──────── Reading passage ────────
Yes, I will take a debut book: I have one at the moment which interests me and I am now getting a second -- and maybe a third -- opinion. It is set in Rome, has a third person narrative, and is from the point of view of a dancing cat which saves the day. It’s written by a debut author but the story is different from any other I've read. The author has absolutely no social media presence: until I asked her to do so, she didn't even have her own email address!

Finally, two other books (of the 130 mss I've read so far) which interested me...
One was a legend and far too short: I asked the (well-known) author for another story of the same size but she didn't have one. The other very interesting and well-written story, by someone who has published and is well known as an editor, was set in medieval England, but it needed a glossary:  this turned out to be 135 words, far too long. She says she is 'dumbing it (her story) down' which sounds sad, but I'll take another look if she resubmits. There was a third book by someone whose books I love, but this writer is in grieving and she just couldn't manage to re-write: maybe one day she'll get back to her humorous junior novel.

As a reader, my preference is for social realism books but anything that's terrific is of interest. Meantime, I have been reading an Australian historical novel All of Us Together which I'm sure to publish when it's finished (later this year).

Note: When the writer asked which of my own books I thought was worth a read, I told her A Game of Keeps (Celapene Press). It’s a book I think worthy of the About Kids Books imprint! Go to and scroll down the page. You will see also that Celapene published Nobody’s Boy, a junior verse novel and CBCA Notable.

By Dianne Bates 

Monday, 27 June 2016

Thoughts from a Publisher

‘The idea is to write it so that people hear it and it slides through the brain and goes straight to the heart.’ Maya Angelou

Often those submitting to my children’s book imprint, About Kids Books ( do not read the website carefully. No, I don’t publish picture books. What I want and the book lengths are clearly spelled out on the submissions’ page. Most of all, I want quality books. Books which will be read again and again by children because they are so good. Books that are memorable. Which have characters who you care about.
──────── Dataset excerpts ────────
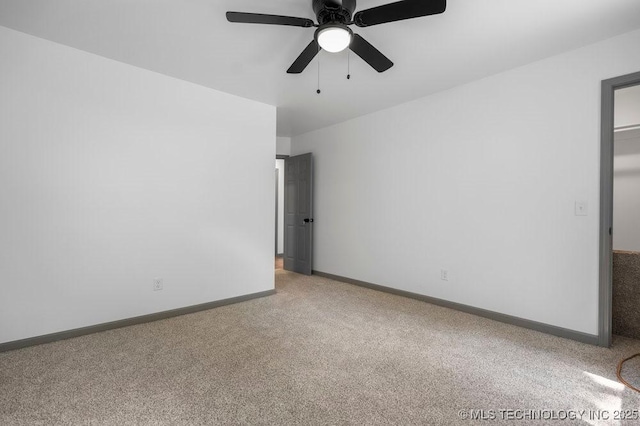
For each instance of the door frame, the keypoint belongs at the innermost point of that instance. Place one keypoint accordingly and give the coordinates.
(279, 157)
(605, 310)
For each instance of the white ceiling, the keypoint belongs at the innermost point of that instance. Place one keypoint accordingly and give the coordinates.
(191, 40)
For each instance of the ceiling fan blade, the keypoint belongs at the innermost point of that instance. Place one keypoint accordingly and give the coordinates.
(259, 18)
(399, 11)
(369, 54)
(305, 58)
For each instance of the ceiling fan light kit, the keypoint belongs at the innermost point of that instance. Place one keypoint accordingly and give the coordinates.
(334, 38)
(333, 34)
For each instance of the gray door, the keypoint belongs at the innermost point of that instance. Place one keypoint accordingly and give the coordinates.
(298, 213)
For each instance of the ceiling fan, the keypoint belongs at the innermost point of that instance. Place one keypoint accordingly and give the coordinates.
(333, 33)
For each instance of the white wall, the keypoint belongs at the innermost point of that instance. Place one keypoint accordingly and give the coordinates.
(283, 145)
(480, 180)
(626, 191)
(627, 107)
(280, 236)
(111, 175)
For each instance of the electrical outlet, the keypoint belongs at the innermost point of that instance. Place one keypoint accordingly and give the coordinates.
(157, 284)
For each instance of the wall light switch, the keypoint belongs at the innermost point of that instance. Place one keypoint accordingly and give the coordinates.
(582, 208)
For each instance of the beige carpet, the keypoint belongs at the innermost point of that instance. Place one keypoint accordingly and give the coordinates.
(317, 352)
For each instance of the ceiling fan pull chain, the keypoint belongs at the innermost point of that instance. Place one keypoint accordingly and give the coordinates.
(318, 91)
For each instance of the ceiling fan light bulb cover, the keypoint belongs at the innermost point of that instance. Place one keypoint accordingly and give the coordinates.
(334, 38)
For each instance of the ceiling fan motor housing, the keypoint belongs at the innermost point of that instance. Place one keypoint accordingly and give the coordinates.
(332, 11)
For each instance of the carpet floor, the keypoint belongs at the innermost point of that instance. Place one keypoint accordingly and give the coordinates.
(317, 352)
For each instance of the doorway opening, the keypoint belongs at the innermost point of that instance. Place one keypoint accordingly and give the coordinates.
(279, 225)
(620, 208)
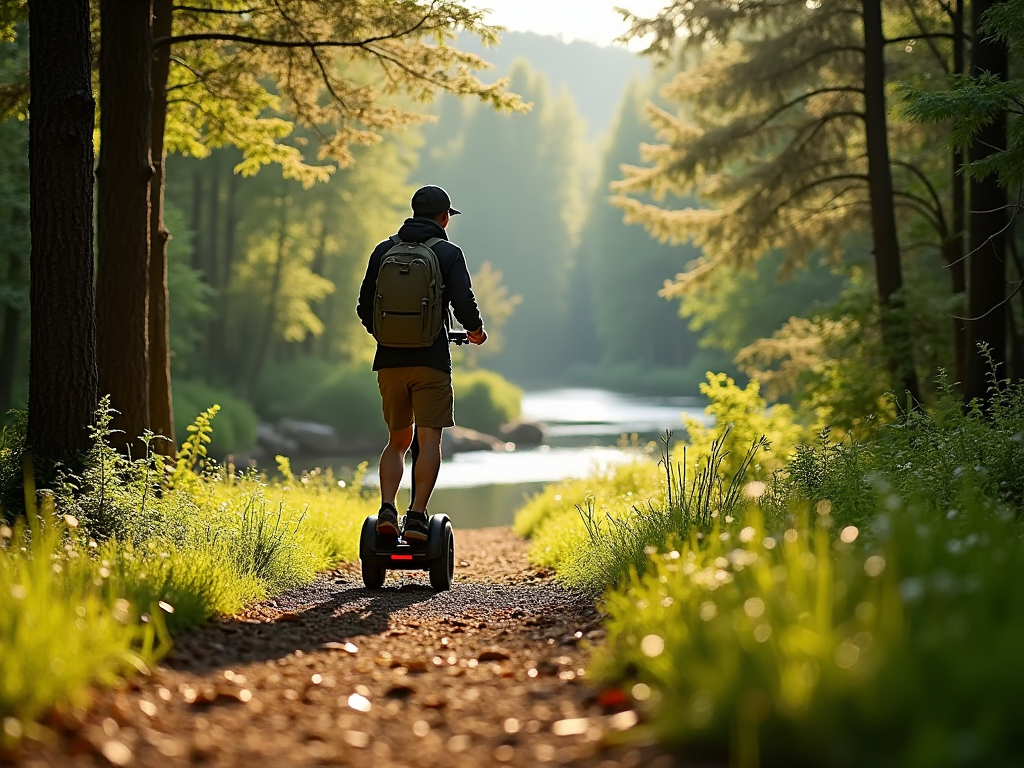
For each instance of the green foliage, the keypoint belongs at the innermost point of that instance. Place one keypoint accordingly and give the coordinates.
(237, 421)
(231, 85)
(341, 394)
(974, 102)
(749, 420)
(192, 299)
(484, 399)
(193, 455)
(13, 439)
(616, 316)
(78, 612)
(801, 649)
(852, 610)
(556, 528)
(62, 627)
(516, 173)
────────
──────── Dataset excerpts ────────
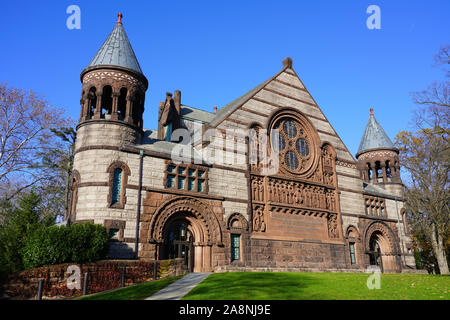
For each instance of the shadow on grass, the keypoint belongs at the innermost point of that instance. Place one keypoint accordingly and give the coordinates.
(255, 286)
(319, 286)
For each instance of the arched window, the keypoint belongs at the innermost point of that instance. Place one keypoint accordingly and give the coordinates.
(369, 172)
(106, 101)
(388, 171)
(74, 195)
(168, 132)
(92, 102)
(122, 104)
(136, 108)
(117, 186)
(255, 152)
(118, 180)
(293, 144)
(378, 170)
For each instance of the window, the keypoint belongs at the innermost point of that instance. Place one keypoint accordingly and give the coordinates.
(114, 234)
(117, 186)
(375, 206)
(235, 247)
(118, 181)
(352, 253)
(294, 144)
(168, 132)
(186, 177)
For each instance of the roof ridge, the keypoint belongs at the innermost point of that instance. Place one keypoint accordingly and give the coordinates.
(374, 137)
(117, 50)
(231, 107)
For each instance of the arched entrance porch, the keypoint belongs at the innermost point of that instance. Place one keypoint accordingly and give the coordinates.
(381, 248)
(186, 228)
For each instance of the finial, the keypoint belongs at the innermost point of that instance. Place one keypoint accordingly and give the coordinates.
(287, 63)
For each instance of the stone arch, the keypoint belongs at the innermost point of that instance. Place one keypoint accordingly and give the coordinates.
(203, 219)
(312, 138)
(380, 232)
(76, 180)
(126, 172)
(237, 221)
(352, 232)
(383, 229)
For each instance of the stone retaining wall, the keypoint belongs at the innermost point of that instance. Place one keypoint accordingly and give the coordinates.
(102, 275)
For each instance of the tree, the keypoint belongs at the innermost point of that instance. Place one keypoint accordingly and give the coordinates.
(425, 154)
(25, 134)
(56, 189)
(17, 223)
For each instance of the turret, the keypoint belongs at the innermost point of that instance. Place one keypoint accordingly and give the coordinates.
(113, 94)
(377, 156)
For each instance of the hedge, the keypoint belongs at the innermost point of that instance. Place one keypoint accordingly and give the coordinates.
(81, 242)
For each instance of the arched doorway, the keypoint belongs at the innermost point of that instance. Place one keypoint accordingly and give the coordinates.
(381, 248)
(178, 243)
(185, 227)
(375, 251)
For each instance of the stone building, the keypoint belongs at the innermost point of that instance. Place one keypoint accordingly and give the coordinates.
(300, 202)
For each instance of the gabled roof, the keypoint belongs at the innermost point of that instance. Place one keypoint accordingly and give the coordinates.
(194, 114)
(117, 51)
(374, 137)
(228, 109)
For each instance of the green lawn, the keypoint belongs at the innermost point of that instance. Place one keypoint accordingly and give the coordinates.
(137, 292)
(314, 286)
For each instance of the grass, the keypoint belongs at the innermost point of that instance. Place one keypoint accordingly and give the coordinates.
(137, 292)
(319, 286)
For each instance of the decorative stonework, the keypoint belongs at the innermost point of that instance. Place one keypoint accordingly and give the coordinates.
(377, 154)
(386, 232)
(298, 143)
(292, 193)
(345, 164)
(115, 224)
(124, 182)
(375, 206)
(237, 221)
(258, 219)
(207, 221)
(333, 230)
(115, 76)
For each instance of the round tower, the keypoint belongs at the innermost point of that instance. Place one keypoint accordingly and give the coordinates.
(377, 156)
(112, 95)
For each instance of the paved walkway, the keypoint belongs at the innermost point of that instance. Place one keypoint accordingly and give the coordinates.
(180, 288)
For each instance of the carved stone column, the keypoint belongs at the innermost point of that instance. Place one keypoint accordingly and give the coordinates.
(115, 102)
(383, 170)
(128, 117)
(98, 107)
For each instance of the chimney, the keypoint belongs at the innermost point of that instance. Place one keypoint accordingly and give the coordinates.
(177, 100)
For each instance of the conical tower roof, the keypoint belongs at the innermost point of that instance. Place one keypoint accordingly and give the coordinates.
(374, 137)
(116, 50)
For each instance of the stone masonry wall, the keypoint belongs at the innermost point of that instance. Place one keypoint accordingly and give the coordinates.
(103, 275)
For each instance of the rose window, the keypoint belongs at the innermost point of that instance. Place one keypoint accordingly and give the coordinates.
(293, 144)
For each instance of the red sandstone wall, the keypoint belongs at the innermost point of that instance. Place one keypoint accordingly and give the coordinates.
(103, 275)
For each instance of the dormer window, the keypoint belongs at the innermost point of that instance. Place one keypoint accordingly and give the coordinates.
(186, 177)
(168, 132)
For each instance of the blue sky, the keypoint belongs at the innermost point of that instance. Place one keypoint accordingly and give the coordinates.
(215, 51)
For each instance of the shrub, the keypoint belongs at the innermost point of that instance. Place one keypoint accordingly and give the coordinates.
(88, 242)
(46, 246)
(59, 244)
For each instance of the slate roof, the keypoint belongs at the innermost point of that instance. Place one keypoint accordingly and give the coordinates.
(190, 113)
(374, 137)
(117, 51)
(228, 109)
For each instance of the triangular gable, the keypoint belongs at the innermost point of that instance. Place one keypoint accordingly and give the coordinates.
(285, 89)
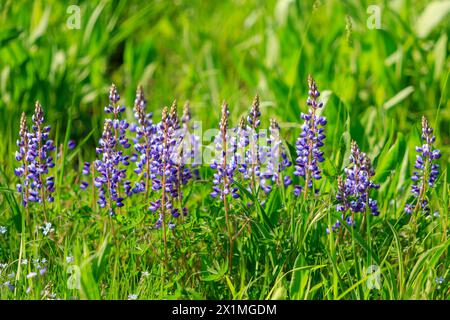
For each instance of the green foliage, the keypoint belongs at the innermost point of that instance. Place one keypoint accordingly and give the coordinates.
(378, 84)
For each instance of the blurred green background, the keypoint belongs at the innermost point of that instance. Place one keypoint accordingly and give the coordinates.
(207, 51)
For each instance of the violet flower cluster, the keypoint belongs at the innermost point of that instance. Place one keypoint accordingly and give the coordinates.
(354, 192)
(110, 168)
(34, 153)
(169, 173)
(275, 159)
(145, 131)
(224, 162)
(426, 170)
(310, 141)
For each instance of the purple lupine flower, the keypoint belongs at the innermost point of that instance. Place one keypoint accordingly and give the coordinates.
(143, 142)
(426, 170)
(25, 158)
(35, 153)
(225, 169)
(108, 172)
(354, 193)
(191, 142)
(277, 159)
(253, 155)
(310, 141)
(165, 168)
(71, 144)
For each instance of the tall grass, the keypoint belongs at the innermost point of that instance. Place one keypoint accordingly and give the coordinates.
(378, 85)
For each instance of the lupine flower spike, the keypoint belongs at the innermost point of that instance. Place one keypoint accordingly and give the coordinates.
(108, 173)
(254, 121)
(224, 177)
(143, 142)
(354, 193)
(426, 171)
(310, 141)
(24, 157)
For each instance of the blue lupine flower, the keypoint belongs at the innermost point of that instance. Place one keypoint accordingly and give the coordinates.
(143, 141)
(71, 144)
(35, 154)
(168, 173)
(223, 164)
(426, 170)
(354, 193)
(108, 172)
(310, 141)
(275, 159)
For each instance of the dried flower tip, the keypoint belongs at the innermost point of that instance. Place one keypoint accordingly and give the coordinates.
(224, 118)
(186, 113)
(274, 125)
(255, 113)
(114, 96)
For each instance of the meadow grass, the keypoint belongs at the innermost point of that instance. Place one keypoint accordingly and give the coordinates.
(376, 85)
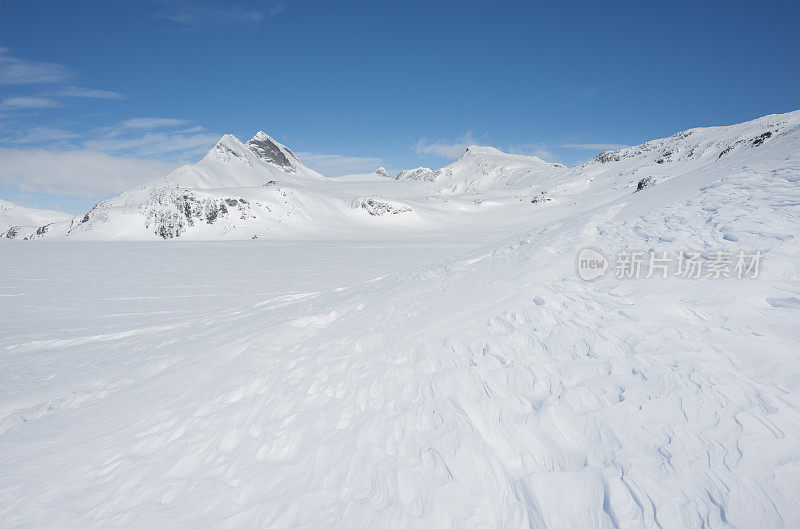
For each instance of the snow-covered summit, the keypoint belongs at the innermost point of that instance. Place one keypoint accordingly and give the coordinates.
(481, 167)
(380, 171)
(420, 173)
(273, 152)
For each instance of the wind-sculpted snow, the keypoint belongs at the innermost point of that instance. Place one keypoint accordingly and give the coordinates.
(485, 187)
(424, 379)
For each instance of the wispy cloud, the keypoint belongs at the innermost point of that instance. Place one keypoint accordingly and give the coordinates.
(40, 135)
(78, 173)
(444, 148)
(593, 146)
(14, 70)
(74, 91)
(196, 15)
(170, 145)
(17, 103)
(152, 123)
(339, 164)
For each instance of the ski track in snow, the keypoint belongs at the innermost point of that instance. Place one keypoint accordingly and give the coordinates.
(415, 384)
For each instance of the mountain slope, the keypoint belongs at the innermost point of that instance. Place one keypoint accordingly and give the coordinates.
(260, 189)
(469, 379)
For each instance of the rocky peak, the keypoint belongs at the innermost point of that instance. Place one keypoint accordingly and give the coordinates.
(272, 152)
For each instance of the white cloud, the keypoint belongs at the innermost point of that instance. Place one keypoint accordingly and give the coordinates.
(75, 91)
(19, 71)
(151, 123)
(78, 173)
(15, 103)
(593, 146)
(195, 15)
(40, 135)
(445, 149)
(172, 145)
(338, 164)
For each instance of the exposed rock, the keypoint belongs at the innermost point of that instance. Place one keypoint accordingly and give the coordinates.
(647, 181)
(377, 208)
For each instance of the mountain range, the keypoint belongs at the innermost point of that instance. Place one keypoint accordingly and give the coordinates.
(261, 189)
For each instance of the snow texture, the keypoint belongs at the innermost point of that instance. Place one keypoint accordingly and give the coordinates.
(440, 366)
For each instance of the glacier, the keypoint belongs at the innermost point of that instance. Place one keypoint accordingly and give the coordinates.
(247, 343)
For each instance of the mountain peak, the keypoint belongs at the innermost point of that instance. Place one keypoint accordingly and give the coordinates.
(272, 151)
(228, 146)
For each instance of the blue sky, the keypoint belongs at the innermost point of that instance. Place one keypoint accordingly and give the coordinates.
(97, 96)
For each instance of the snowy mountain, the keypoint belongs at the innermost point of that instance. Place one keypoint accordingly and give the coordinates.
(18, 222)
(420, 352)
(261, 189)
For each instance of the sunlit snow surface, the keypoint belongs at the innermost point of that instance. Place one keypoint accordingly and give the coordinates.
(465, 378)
────────
──────── Dataset excerpts ────────
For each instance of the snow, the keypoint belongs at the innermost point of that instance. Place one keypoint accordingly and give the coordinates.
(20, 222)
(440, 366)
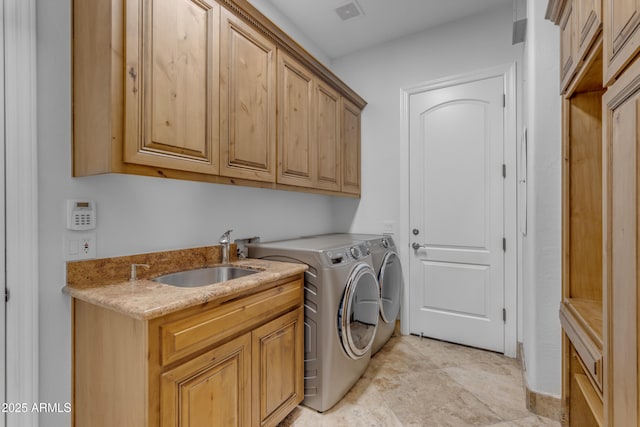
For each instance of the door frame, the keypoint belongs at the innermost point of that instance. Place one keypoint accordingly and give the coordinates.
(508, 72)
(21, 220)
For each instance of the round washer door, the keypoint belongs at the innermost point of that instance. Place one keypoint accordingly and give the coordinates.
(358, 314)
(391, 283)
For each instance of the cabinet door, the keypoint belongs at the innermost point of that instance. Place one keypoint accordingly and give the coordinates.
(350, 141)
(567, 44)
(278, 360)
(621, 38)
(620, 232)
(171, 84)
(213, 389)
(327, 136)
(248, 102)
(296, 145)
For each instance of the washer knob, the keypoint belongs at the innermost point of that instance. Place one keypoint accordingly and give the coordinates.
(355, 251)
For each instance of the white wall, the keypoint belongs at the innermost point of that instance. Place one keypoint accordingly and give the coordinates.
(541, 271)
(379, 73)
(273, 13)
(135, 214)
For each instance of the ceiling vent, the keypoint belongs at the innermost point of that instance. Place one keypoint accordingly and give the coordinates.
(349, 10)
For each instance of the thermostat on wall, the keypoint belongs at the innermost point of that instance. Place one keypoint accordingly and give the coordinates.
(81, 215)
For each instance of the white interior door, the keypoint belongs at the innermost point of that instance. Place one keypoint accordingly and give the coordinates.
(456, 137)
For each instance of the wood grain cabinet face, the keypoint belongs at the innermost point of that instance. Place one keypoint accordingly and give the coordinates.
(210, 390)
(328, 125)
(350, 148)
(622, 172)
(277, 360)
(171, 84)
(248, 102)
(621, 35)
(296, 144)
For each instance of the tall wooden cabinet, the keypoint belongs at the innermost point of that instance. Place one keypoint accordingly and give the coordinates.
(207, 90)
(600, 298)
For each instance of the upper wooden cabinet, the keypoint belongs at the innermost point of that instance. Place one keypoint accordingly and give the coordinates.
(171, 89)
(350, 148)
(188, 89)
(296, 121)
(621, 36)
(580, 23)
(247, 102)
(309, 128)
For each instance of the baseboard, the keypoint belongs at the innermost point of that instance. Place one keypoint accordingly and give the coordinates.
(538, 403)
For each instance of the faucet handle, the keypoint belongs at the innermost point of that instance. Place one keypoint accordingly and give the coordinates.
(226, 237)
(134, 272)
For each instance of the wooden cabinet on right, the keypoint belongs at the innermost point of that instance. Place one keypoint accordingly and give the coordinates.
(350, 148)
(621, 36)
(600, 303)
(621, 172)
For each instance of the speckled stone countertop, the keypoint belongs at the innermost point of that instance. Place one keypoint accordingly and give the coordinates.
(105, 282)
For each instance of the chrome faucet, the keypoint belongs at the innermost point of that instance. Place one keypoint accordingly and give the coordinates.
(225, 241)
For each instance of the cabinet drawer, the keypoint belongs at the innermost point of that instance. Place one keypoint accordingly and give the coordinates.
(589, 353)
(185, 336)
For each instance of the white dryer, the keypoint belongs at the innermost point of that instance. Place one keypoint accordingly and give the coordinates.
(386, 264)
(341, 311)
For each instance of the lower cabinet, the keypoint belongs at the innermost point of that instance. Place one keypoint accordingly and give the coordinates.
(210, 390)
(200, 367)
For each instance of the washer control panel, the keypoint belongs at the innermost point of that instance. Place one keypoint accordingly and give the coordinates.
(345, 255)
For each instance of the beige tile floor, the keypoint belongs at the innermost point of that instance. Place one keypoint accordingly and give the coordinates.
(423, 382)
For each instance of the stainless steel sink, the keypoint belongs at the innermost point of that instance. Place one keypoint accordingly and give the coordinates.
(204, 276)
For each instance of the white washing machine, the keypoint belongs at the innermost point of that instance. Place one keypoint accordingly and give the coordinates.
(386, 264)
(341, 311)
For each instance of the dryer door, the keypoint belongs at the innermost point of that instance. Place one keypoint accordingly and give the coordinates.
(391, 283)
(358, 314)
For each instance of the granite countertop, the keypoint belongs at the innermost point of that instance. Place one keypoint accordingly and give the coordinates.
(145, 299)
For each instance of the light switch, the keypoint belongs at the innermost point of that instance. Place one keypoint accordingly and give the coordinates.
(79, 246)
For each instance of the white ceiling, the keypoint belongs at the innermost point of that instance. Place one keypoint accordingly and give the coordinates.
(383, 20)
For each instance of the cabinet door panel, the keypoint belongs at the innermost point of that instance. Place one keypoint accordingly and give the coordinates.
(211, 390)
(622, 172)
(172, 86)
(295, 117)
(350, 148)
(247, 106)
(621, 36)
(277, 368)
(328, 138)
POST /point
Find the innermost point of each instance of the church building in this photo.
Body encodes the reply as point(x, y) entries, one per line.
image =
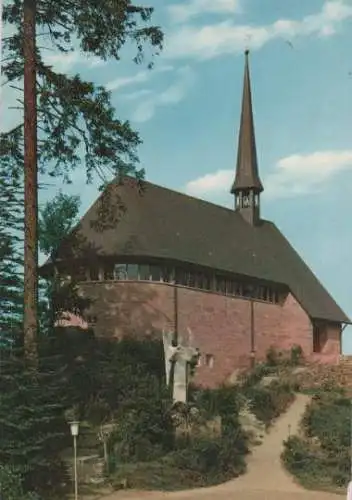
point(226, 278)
────────
# Work instruction 1
According to the publisher's post, why did the legend submitted by a well-known author not go ahead? Answer in one to three sentences.
# Work instruction 2
Rewrite the paragraph of the publisher's post that begins "One was a legend and far too short" as a short list, keeping its main facts.
# Work instruction 3
Resume the publisher's post on submissions to the About Kids Books imprint from the point where it stops.

# Final answer 1
The legend was far too short. The publisher asked the author for another story of the same size, but she didn't have one.

# Final answer 2
- A legend by a well-known author was far too short, and she had no other story of the same size to offer.
- A well-written story set in medieval England, by a published author who is well known as an editor, needed a glossary that ran to 135 words, which was far too long. She says she is "dumbing it down," and the publisher will take another look if she resubmits.
- A third book came from a writer whose books the publisher loves. She is grieving and couldn't manage to rewrite it, but she may one day return to her humorous junior novel.

# Final answer 3
What I get are far too often are bland books which have no personality. What most gives a book its personality is the voice. How the book is told. The narrative voice. I want a narrative voice which is distinctive, quirky, eccentric. There should be a freshness in the writing. Word choice is the key. The writer ought to use words that sizzle on the page, and too, the story-telling ought to be fast-paced so you want to keep reading. But when you get to the end of the book you want to go back and re-read it. The sort of book we all love to read. Kids love that, too, though they might not articulate what it is that fascinates them so much.

Here are some opening sentences from children’s books which have compelled me to keep writing:·       From a crack in the plaster, where the bottle has smashed, tomato sauce dribbles down the wall.
·       There’s nothing quite as good as folding up into a book and shutting the world outside.
·       One huge shiver trudging on to the oval, that’s us. First thing on a frostbite Monday morning.
·       I was twelve years old the first time I walked on water.
·       If I could tell you only one thing about my life it would be this: when I was seven years old the mailman ran over my head.
·       The bedroom is strange. Unfamiliar. I don’t know where I am, how I came to be here. I don’t know how I’m going to get home.
·       This story begins with a smile. It was a stupid-looking smile on a rather stupid-looking face.
·       The Herdmans were absolutely the worst kids in the history of the world.
·       They say Maniac Magee was born in a dump. They say his stomach was a cereal box and his heart a sofa spring.
·       12th Day of September
          I am commanded to write an account of my days: I am bit by fleas and plagued by family. That is all there is to say.·       Miranda Tagliotti had been planning to kill Bridget Aldich for a long time.
·       I will never forgive my mother for calling me Erica with a surname like Yurken.
The day after my mother died, the priest and I wrapped her body in a grey shroud and carried her to the village church. Our burden was not great.